Passage to read:
* Start *
# Anyone Have/Use A Leupold V III 2.5-8 Handgun Scope?



## Davexx1 (Dec 13, 2012)

I have been thinking about buying a new hunting handgun scope and was looking at a new Leupold 2.5-8 x 32mm handgun scope the other day.  I like the quality and durability of Leupold scopes, but am still hesitant to spend that much money for any scope that has such a small field of view.  I am guessing the handgun scopes would be fine for open country with lots of light, but am concerned that if hunting in low light conditions down in the deer woods, it may/would be a problem to find/see your target.

Anyone have one and can pass along your opinion and experiences?

Thanks, Dave


----------



## floundergigger (Dec 13, 2012)

I am trying to figure out which scope to get also.  Are there special scopes for pistols?  If so what's the difference between a rifle/pistol scope.  Thanks!


----------



## fishtail (Dec 13, 2012)

Yes they different. The eye relief is the main consideration.
Usually anything over 4x is too much magnification unless you got it in a good rest. A 32mm bell is pretty big for a handgun too but is doable. Keep the magnification at or just below 4x and you will see better than with your naked eyes.
I considered scoping some of mine but for now I'm still sticking with the sights.


----------



## fishtail (Dec 13, 2012)

Dave look at the Burris 2-7x32 with the B Plex reticle.


----------



## Roger in NC (Dec 13, 2012)

I've used a Burris 2x7x32 for three years now with no issues.  However, I find that I almost never adjust the magnification beyond 4x.  I believe my next purchase will be a fixed power, probably 4x.  As far as low light conditions, I've become so used to a scope, I'd feel handicapped without one.  My eyes aren't what they used to be.  Just remember to aim and shoot with both eyes open.


----------



## frankwright (Dec 13, 2012)

Just my opinion based on mostly using a handgun during firearms season for the last 8+ years but a handgun is hard to hold steady and more magnification makes it seem even more so.
I use a 2-6X Bushnell and usually keep it on 2 if I am walking. In a stand with a good rest I may bump it up to a 3. At the range with a rock solid rest trying to make holes touch I will use 5 or 6.

Some depends on the gun and where and how I will be using it.. On my longer barreled Contender that I have sighted in at 100 yards the Bushnell works fine. I have a Red Dot on my Red Hawk and I have it sighted in at 50 yards. I also have a straight 2X I use on my Contender with a .41 mag barrel.

A handgun scope or a Red Dot will not extend your shooting time near as much as a big bell rifle scope. About 15 minutes after you can't see open sights your scope or Red Dot will be getting hard to see through also.

My eye sight makes an optic necessary for me to shoot much over about 40 yards, under that I can do fine with a good open sight.

Yes, as said above you need a  scope made for a handgun as you will be shooting with the eye piece a lot farther from your eye than the way you use a rifle scope.
* End *
[Dataset rows about object locations]
* Start *
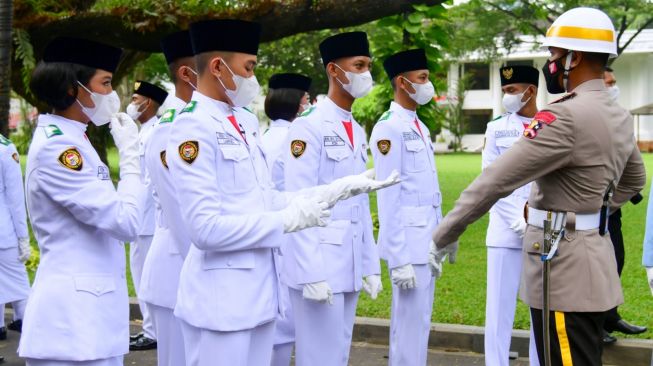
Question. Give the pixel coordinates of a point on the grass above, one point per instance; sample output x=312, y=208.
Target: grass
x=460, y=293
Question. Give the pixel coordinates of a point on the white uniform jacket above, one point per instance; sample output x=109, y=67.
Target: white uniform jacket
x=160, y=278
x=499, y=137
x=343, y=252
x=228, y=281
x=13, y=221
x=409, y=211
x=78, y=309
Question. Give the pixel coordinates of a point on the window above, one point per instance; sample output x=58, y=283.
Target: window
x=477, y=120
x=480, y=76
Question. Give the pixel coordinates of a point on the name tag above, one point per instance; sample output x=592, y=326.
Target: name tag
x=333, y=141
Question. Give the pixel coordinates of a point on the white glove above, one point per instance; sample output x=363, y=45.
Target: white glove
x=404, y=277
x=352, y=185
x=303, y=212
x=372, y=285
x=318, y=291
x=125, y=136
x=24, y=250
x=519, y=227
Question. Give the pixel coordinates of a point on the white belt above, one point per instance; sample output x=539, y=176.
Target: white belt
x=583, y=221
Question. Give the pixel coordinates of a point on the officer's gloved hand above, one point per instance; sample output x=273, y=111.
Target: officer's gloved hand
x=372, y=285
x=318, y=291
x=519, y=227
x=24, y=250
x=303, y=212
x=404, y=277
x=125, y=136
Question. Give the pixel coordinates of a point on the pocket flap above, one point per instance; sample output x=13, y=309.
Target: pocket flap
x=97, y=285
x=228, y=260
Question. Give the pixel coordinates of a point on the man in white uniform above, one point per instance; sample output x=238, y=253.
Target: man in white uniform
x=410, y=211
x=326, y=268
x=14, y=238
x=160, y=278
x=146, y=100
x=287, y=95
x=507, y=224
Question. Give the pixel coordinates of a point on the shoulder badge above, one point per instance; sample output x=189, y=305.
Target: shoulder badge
* End *
Required actions:
A – In the handgun scope thread, which scope does frankwright use, and what setting does he usually keep it on while walking?
B – Decide whether each statement agrees with the handgun scope thread, and back each yes or no with the deciding words quoted from it: (i) Roger in NC has used a Burris 2x7x32 for three years without problems. (ii) frankwright has the Red Dot on his Red Hawk sighted in at 100 yards. (iii) fishtail names magnification as the main consideration that separates pistol scopes from rifle scopes.

Task responses:
A – He uses a 2-6X Bushnell and usually keeps it on 2 while walking.

B –
(i) Yes: "I've used a Burris 2x7x32 for three years now with no issues."
(ii) No: "I have a Red Dot on my Red Hawk and I have it sighted in at 50 yards."
(iii) No: "The eye relief is the main consideration."